- PROBLEMS
[a] Answer each question from the interview with iTAC, matching the marks in your answer.
(i) In what year was the company founded, and which company was it spun off from?
(ii) Where do Manufacturing Execution Systems sit architecturally?
(iii) To which platform was the application migrated from its proprietary POJO design?
[b] Write the next part of the interview with iTAC, picking up right after its final question.
-------- PASSAGE
Mission Critical, Low Latency Java EE In Manufacturing Systems -- An Interview With iTAC
Frank, could you briefly introduce yourself?
I'm an senior software architect and developer with over 20 years' experience in analysis, design, implementation and testing Java applications. Since 2001 I'm working at iTAC Software AG, Germany in the advanced technology division. In this division, we build the basic technical frameworks to place the business logic on top of it. During the last 8 years' I'm involved in design and implementation of an enterprise Java based middleware, which provides high availability, scalability and low latency to fulfill the requirements for a online manufacturing execution system. My roots are in the electrical engineering environment, but I've started with Java version 1.02 on the early OS/2 days :-)
What is the purpose of the application (iTAC.MES.Suite)?
Modern manufacturing industries have a need to optimize the whole production process. Beside collecting all types of manufacturing data (e.g. for traceability features, quality reports, ...), it's also a requirement to control the flow of manufacturing lines to optimize production quality. These Manufacturing Execution Systems (MES) are located architecturally between the shop floor production machines (often based on PLC systems) and the backend ERP systems. The product iTAC.MES.Suite provides an online MES system which is able to interact synchronously with the production machines. Because of the online characteristic of the iTAC.MES.Suite, it needs to be very fast in synchronous processing for all remote calls to not slow down the production lines. All data is stored in a relational database which reflects the current situation of the manufacturing online.
Your company back then was a "startup", right?
The company was founded in 1998 as a spin-off from Bosch Telecom. iTAC were among the first to promote and introduce internet technologies and Java in the manufacturing environment.
We migrated the application a few years ago from proprietary POJO application to Java EE 5. Did the migration affected productivity?
Not as much as we first thought, but overall it improved our productivity in development
What is the impact of Java EE on the code base. How much code could you delete during the migration? Do you see any potential for more simplification?
----------------
-------- EXTRACTED INFORMATION
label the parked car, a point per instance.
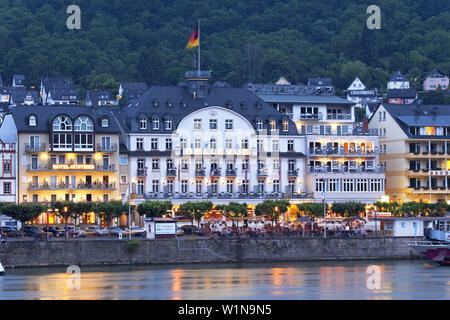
(95, 231)
(56, 231)
(33, 231)
(190, 229)
(180, 231)
(136, 231)
(74, 232)
(115, 231)
(11, 232)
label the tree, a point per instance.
(272, 209)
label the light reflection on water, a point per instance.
(302, 280)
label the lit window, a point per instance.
(84, 124)
(62, 123)
(32, 121)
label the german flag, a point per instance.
(193, 40)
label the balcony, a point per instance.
(35, 147)
(293, 173)
(81, 186)
(262, 173)
(72, 167)
(107, 147)
(345, 116)
(200, 173)
(171, 173)
(343, 152)
(345, 169)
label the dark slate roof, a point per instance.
(64, 94)
(402, 93)
(133, 90)
(435, 74)
(103, 95)
(373, 106)
(18, 95)
(398, 76)
(5, 90)
(46, 114)
(319, 82)
(419, 115)
(56, 83)
(239, 100)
----------------
- RESPONSES PER TASK
[a]
(i) 1998, from Bosch Telecom.
(ii) Between the shop floor production machines, which are often based on PLC systems, and the backend ERP systems.
(iii) Java EE 5.

[b]
The impact was not as much as we thought. This is because of the special requirements for MES. One of the challenges was the communication protocol between client libraries and the Java EE servers. In manufacturing environments, our customers often integrate their technical equipment directly with our programming libraries. The manufacturing equipment and the steering programs are usually existing components. Integrators use our API libraries to tightly couple their systems to our central MES. To achieve this, we provide libraries for different languages, architectures and operating systems (e.g. Windows C-DLL, Linux so files, Windows .NET assemblies, JAR files and others). Java based manufacturing equipment is still the exception, usually they based on C/C++ systems. In this scenario, we need to call EJB business logic remotely (RPC) with a protocol which is independent from a Java EE application server vendor and downward compatible for many years - some manufacturing lines running for a decade or longer! While the manufacturing lines are running, we can't update client libraries - customers would chase us, if we would tell them to update all client libraries in all machines just to be able to update e.g. the Java EE application server version or switch to a different Java EE application server implementation/vendor. But when using standard remote EJB client container mechanisms exactly this would happen.As a result we can't use the remote EJB interface to access the business logic which resides in EJB's. Instead we need a mechanism to provide a long term stable communication protocol which have always be downward compatible - even if we update or change the Java EE application server. To fulfill high availability and real load balancing, we had to build a special middleware on top the the Java EE stack to achieve all this requirements - as a consequence we don't use very much infrastructure code from the JEE application server. As you can see, the requirements for MES a very special compared to usual Java EE applications/projects.
How "mission critical" is the application?
MES are the perfect example for "mission critical" requirements. When an MES system fails, then the entire production is affected. Nowadays with just in time production and nearly no storage, it must never fail. We have a lot of automotive customers which delivers directly the large automakers, if their lines shut down, no car's will be produced - the real nightmare scenario for MES vendors...
How many peak transactions per second (or similar metrics) has the application to handle? Is Java EE fast enough?
One of our biggest customer using about 1500 clients (API library based and interactive GUI clients) and they produce about 25,000 rpc calls per second. Most of this calls have to return in about 50-100 milliseconds. Because of our own binary protocol with very less bandwidth consumption and small latency time, we can achieve this. This protocol uses the http listener endpoints of the Java EE servers which are very efficient today (e.g. grizzly in glassfish server). Java EE is definitely fast enough for our requirements.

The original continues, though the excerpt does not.